* _Texte à lire_:

Murmurations, livre d’artiste, 2024, édition originale du poème de Valentine Oncins, texte bilingue, composition et impression par Laurent Né, peintures de Jacquie Barral.

Murmurations, livre d’artiste, 2024, édition originale du poème de Valentine Oncins, texte bilingue, composition et impression par Laurent Né, peintures de Jacquie Barral. © J. Barral/Index/Archipel Butor

Le livre d’artiste Murmurations est le fruit des interventions plastiques – peinture et crayon – de Jacquie Barral, associées à un texte poétique de Valentine Oncins et au savoir-faire du typographe-imprimeur- éditeur Laurent Né (éditions Index). Comment ont-ils articulé ces trois composantes ? 

Jacquie Barral, comment vos matériaux, vos gestes, vos signes, vos choix peuvent-ils s’accorder à une langue, à un texte poétique dans le cadre d’un livre d’artiste ?

Un texte pour moi, c’est une voix parallèle à ma propre voix, c’est-à-dire à mon travail, une voix qui m’émeut et me donne envie de créer. Cela se passe secrètement, on se laisse habiter par le texte, on le relit souvent, parfois avant de se mettre au travail, on y pense… Il devient cette autre voix qui se pose à travers des signes alors dessinés ou peints, d’autres traces sur le papier que le manuscrit ou la typo. Ce travail de l’artiste n’est pas une équivalence et encore moins une illustration, car il faut être complètement libre par rapport à lui. Le texte est une forme de murmure auquel on se réfère intuitivement. Les deux s’inscrivent ainsi dans un flottement de découverte ou de vive saisie.
Le livre d’artiste est sans doute un objet où l’on tente à chaque fois de remonter aux sources du langage, avant la séparation du dessin et de l’écriture… bien avant encore, juste au moment où la parole est apparue et s’est constituée comme un langage, pas seulement en tant que cri énonciateur, ou même mot ; mais en tant que vraie désignation ou authentique représentation verbale, si proche en cela du dessin. Au moment où se réalisaient les premières représentations humaines avec des signes géométriques et tout un bestiaire réaliste – la main en empreinte marquant le tout.
La force représentative a surgi dans le dessin et la parole. Comme désir de saisir enfin quelque chose du monde. Elle s’est inscrite, sans doute, dès le départ entre ces deux expressions devenues possibles. J. B.

Murmurations, double page intérieure, texte en français.

Murmurations, double page intérieure, texte en français. © J. Barral/Index/Archipel Butor

Laurent Né, comment participer et créer un livre d’artiste en tant que typographe et imprimeur ?

Parfois, je suis à l’origine du projet ; dans ce cas, soit je tente de trouver un accord entre artiste et poète, soit je les sollicite sur un thème précis, mais je n’impose jamais. Je mets souvent des artistes et des écrivains en contact afin que le dialogue s’instaure. Il se poursuit sur la fabrication d’un livre d’artiste, le choix du papier, la police, l’architecture d’un leporello… Pour Murmurations, il s’agit d’un très grand format, ce qui a incité l’artiste à privilégier le médium de la peinture.

* _Consigne_:
Indiquez si chacun des énoncés suivants concorde avec le texte sur Murmurations, en répondant par oui ou non et en citant fidèlement les mots du texte qui permettent de trancher.
1. Jacquie Barral considère son travail d'artiste comme une illustration du texte poétique.
2. Laurent Né impose parfois un thème aux artistes et aux poètes.
3. Le très grand format de Murmurations a conduit l'artiste à privilégier la peinture.
Les lignes fournies ne sont pas nécessaires ici.

* _Données fournies_:
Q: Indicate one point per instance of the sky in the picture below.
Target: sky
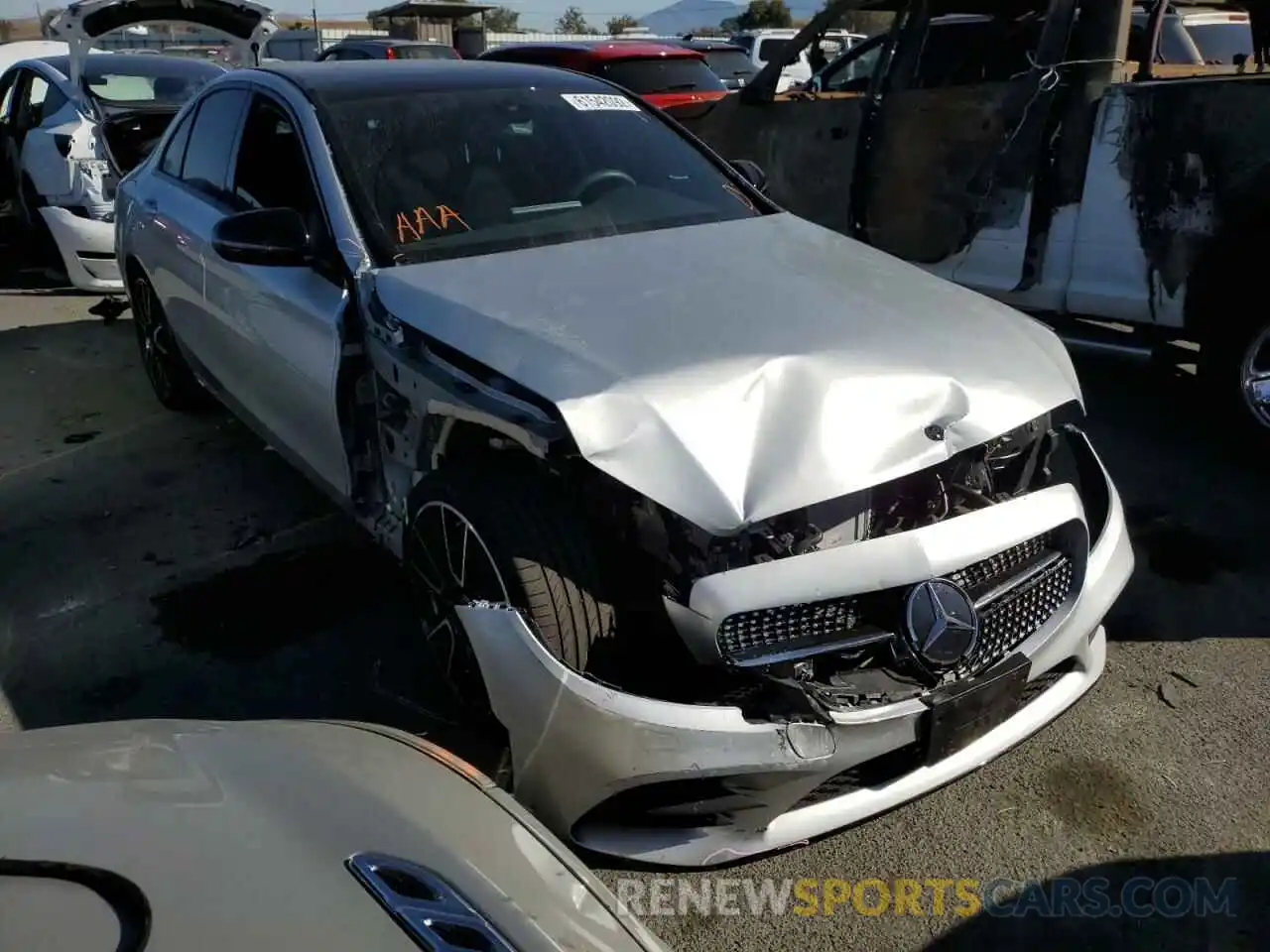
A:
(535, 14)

==

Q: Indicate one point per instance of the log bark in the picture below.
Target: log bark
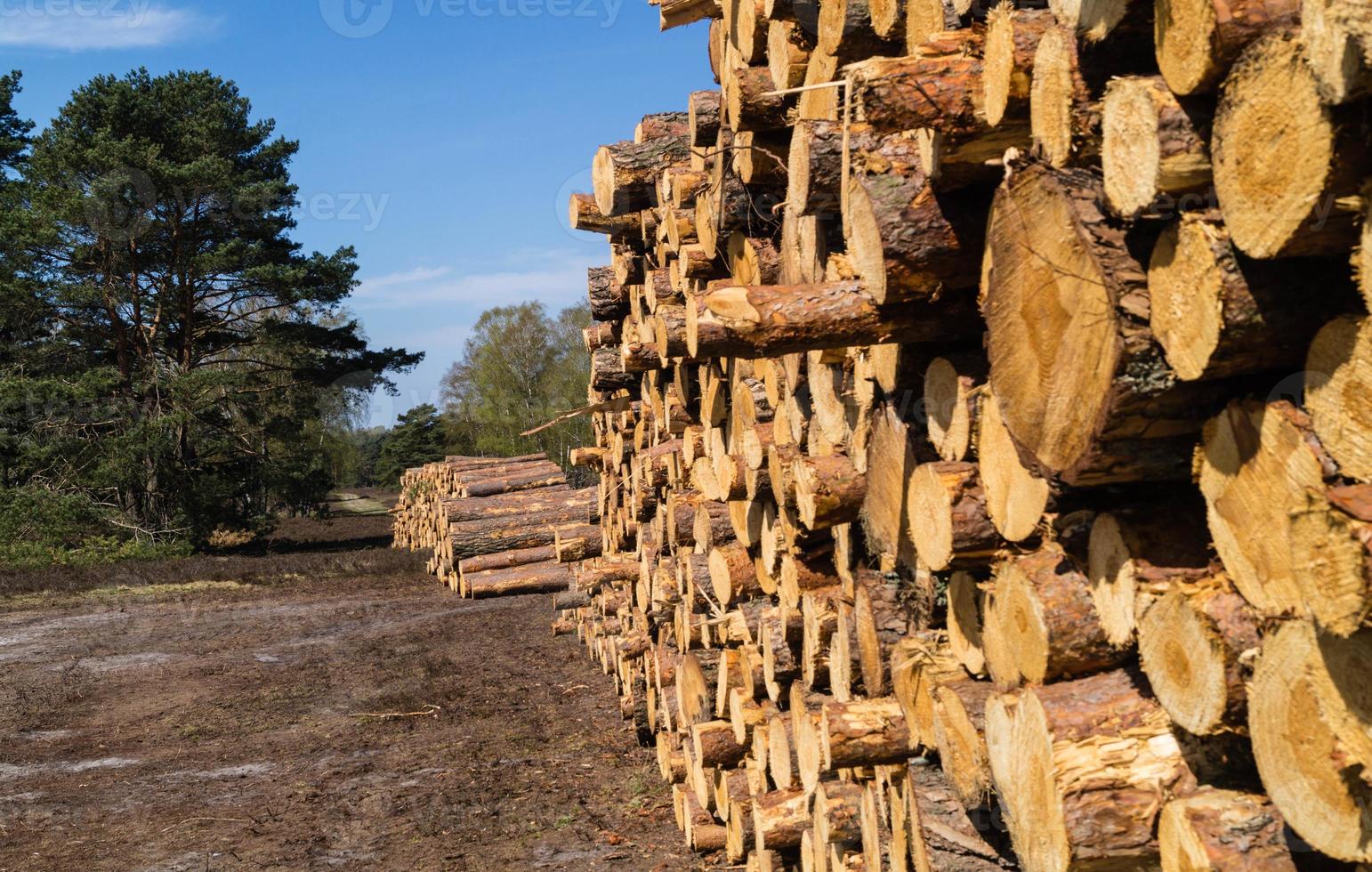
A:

...

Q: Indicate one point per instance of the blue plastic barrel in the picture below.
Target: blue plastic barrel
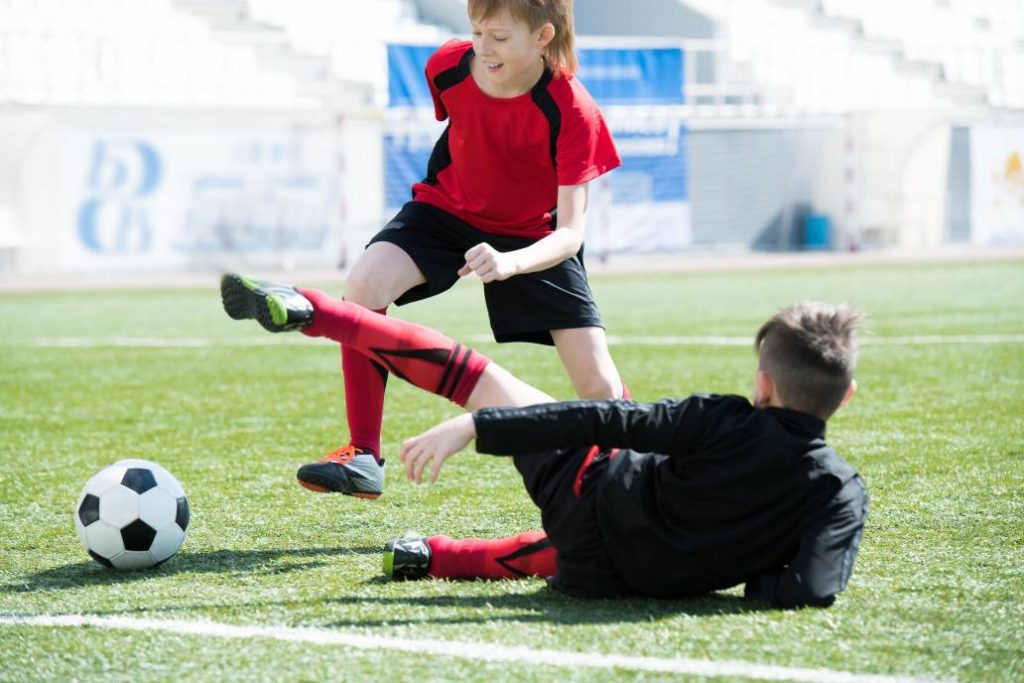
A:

* _Réponse rédigée_:
1. Non : « Ce travail de l’artiste n’est pas une équivalence et encore moins une illustration ».
2. Non : « mais je n’impose jamais ».
3. Oui : « Pour Murmurations, il s’agit d’un très grand format, ce qui a incité l’artiste à privilégier le médium de la peinture. »